*** Extract provided Section Begins ***
Architecturally this "brooding" and "dour" building has been described as realising "as bald an expression of the late Georgian penal code as one is likely to get". Sited close to the House of Industry, the forbidding frontage of the penitentiary, which consisted of one central block featuring a clock-tower with two wings either side in which were placed massive entry gates, originally extended 700 feet along Grangegorman Lane. According to one contemporary commentator the exterior of the building was "imposing" and "calculated to produce in the mind of the approaching criminal, an impression of hopeless incarceration, and compel him to resign at once every idea of liberty, unless deserved by a reform of conduct."

Following concepts of prison design that had become popular with progressive architects since the 1770s, the penitentiary employed a complex radial design consisting of a semi-octagonal shape divided down the middle by a long central corridor which was flanked by kitchens, shops, chapels, and yards, and extended from the front to the rear of the building. This central corridor divided the penitentiary into male and female sides. Each half was also subdivided into three individual wedge-shaped compartments divided from each other by radiating corridors and walls. Each of these segments were also divided by transverse walls and corridors the first section of which contained workshops and then cells surrounding an exercise yard. The large outer exercise yard was bisected by a central radiating structure running to the rear perimeter wall which contained solitary cells and infirmaries. According to Markus Reuber this standard penitentiary design, conceived of as an architectural technology to achieve the reform of the prisoner, sought to incorporate monastic principles of seclusion, solitude, silence and work into the spatial organisation of the prison.
*** Extract provided Section Ends ***
*** Listed records Section Begins ***
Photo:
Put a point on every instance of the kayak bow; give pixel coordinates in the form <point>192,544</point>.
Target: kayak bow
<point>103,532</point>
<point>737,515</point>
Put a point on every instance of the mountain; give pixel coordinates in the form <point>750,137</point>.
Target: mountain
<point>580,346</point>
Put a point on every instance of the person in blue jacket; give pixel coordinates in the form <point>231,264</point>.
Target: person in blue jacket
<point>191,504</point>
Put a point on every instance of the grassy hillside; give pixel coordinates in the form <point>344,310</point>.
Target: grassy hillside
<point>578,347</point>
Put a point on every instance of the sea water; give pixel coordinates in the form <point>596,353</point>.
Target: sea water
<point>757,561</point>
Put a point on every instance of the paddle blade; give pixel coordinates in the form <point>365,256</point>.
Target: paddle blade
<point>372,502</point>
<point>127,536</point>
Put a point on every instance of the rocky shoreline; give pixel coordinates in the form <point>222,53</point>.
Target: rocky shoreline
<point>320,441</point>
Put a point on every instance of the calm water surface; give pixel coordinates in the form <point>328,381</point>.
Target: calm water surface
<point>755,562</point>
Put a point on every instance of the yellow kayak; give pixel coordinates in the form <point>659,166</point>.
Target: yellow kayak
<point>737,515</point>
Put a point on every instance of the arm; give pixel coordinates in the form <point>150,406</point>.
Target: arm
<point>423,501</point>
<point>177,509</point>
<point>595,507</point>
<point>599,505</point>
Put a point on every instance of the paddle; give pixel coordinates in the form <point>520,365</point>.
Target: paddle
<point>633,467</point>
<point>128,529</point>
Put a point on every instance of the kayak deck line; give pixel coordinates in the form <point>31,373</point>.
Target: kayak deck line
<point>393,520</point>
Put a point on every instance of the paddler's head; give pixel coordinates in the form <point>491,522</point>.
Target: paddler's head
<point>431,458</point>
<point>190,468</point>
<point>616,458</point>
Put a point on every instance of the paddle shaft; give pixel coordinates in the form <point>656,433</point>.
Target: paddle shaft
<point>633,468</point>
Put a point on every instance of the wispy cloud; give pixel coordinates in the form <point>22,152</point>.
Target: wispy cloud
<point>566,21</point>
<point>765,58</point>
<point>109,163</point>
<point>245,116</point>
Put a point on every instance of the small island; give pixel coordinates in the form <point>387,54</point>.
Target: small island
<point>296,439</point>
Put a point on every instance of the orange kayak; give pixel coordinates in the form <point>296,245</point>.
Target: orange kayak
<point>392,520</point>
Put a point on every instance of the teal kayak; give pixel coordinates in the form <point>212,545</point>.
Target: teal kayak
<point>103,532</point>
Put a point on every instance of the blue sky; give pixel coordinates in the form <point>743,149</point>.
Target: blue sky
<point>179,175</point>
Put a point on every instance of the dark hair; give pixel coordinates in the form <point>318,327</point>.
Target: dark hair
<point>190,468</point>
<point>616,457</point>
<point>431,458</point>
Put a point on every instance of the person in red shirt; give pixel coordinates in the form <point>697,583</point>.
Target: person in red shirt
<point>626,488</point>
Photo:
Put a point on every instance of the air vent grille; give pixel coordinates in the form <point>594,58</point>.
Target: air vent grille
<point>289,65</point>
*** Listed records Section Ends ***
→ **Assignment**
Copy out the full passage on the penitentiary's architecture word for word.

→ **Response area**
Architecturally this "brooding" and "dour" building has been described as realising "as bald an expression of the late Georgian penal code as one is likely to get". Sited close to the House of Industry, the forbidding frontage of the penitentiary, which consisted of one central block featuring a clock-tower with two wings either side in which were placed massive entry gates, originally extended 700 feet along Grangegorman Lane. According to one contemporary commentator the exterior of the building was "imposing" and "calculated to produce in the mind of the approaching criminal, an impression of hopeless incarceration, and compel him to resign at once every idea of liberty, unless deserved by a reform of conduct."

Following concepts of prison design that had become popular with progressive architects since the 1770s, the penitentiary employed a complex radial design consisting of a semi-octagonal shape divided down the middle by a long central corridor which was flanked by kitchens, shops, chapels, and yards, and extended from the front to the rear of the building. This central corridor divided the penitentiary into male and female sides. Each half was also subdivided into three individual wedge-shaped compartments divided from each other by radiating corridors and walls. Each of these segments were also divided by transverse walls and corridors the first section of which contained workshops and then cells surrounding an exercise yard. The large outer exercise yard was bisected by a central radiating structure running to the rear perimeter wall which contained solitary cells and infirmaries. According to Markus Reuber this standard penitentiary design, conceived of as an architectural technology to achieve the reform of the prisoner, sought to incorporate monastic principles of seclusion, solitude, silence and work into the spatial organisation of the prison.